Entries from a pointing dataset
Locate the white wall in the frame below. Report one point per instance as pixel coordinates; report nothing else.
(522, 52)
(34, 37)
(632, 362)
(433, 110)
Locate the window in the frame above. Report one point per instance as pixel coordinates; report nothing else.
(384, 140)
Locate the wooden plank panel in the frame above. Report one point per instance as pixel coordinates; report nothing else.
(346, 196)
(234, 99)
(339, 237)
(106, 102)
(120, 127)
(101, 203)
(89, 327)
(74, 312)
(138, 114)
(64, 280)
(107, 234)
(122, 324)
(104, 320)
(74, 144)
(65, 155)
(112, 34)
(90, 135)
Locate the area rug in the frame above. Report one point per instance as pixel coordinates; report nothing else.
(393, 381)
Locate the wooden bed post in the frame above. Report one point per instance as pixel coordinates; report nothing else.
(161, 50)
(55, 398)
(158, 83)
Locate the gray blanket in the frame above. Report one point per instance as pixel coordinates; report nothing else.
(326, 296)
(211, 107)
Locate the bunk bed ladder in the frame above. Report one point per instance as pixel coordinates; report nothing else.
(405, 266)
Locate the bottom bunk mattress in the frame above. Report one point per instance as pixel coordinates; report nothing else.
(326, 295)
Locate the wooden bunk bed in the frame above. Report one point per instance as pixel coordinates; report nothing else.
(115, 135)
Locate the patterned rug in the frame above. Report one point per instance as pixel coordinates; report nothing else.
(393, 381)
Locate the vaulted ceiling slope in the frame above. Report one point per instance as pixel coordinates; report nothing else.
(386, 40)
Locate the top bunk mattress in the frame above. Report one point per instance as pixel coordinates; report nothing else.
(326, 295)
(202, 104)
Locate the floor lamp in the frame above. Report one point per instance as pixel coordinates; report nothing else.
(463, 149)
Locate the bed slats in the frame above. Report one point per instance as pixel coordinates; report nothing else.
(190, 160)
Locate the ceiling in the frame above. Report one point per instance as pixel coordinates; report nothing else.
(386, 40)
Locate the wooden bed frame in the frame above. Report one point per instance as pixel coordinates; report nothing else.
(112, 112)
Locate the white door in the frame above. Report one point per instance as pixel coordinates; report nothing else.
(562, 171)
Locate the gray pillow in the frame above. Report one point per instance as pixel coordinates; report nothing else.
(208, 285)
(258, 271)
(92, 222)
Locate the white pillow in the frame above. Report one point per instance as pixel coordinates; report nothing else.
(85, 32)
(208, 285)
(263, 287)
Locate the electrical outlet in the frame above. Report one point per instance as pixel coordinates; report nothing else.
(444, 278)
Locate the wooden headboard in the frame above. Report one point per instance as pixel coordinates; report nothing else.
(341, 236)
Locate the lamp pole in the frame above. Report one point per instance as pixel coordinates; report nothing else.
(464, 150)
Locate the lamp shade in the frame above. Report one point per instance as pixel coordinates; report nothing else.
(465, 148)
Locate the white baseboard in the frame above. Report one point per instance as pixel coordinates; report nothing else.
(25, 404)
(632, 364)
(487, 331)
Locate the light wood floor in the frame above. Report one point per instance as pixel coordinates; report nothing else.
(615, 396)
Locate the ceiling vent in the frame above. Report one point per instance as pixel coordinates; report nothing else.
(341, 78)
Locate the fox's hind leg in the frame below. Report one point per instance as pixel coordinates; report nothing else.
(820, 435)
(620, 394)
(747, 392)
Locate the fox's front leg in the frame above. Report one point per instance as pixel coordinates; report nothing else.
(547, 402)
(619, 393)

§ Exercise directions:
Copy the material word for word, starting at the line that contains "Locate the ceiling in" and continuing through the last line of the material.

§ Result of this exercise:
Locate the ceiling in the frame above. Report one point per instance as pixel coordinates; report nothing else.
(386, 40)
Locate the wooden bed frame in the frame above. Report one point per instance as pixel coordinates; report nothing else.
(112, 112)
Locate the white door in the frame above. Report one point per instance as pixel coordinates; report nothing else.
(562, 171)
Locate the gray pillow in the frame above. Report one point per instance as pixel coordinates; report nothing else.
(208, 285)
(258, 271)
(92, 222)
Locate the white pillow in the frame above. Report one point per instance as pixel coordinates; report nothing else.
(85, 32)
(208, 285)
(263, 287)
Locate the electrical outlet in the frame above. Report one point per instance as pixel coordinates; report nothing else.
(444, 278)
Locate the wooden headboard in the frame above. Report one point per instance as pixel coordinates; report nothing else.
(341, 236)
Locate the lamp pole in the frame above. Report one point per instance as pixel coordinates; report nothing else.
(464, 150)
Locate the lamp shade in the frame above. Report one point per instance as pixel coordinates; report nothing else.
(465, 148)
Locate the white baseboard in the frame above. Report one point per instance as pixel coordinates; report nothing else.
(25, 404)
(632, 364)
(487, 331)
Locate the light wood floor in the frame above. Report one point per instance as pixel coordinates; report nothing else.
(615, 396)
Locate the ceiling vent in the frame above. Report one point per instance as pixel coordinates; report nothing else.
(341, 78)
Locate the fox's hind leg in the frame below. Report one point per instance as pixel coordinates; report nothing else.
(820, 435)
(620, 394)
(747, 392)
Locate the fox's front leg in the frame above. Report one point per instance as pixel coordinates; report nothing else.
(547, 402)
(619, 393)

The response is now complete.